PROVIDED PASSAGE ->

NL Central: Who Wins It? Who's The MVP? Who Breaks Out?

John WilliamsContributor IFebruary 22, 2011

CINCINNATI, OH - SEPTEMBER 28: Joey Votto #19 of the Cincinnati Reds bats against the Houston Astros at Great American Ball Park on September 28, 2010 in Cincinnati, Ohio. The Reds won 3-2 to clinch the NL Central Division title. (Photo by Joe Robbins/Getty Images)
Joe Robbins/Getty Images

With spring training knocking on the door and snow falling outside my window I can't help but dream of baseball. To get ready for the 2011 season I am going to break down each team in each division and give you my predictions for the winner, MVP, and breakout player from each division starting with the National League Central.

DATASET CONTENT ->
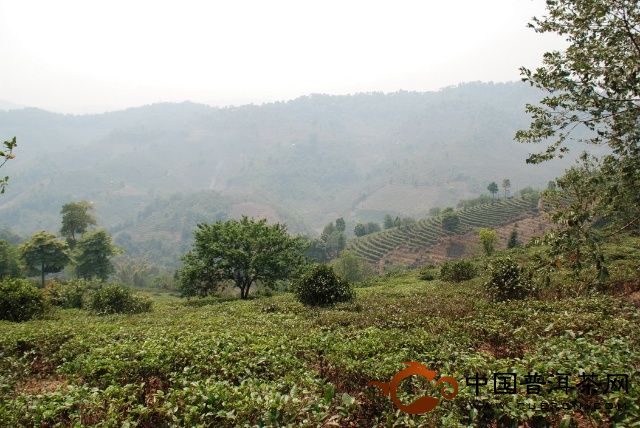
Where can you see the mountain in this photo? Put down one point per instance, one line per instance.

WHAT THE EXERCISE ASKS ->
Transcribe the part of the NL Central preview that begins with the words containing "With spring training" and ends with "National League Central.".

EXERCISE RESULT ->
With spring training knocking on the door and snow falling outside my window I can't help but dream of baseball. To get ready for the 2011 season I am going to break down each team in each division and give you my predictions for the winner, MVP, and breakout player from each division starting with the National League Central.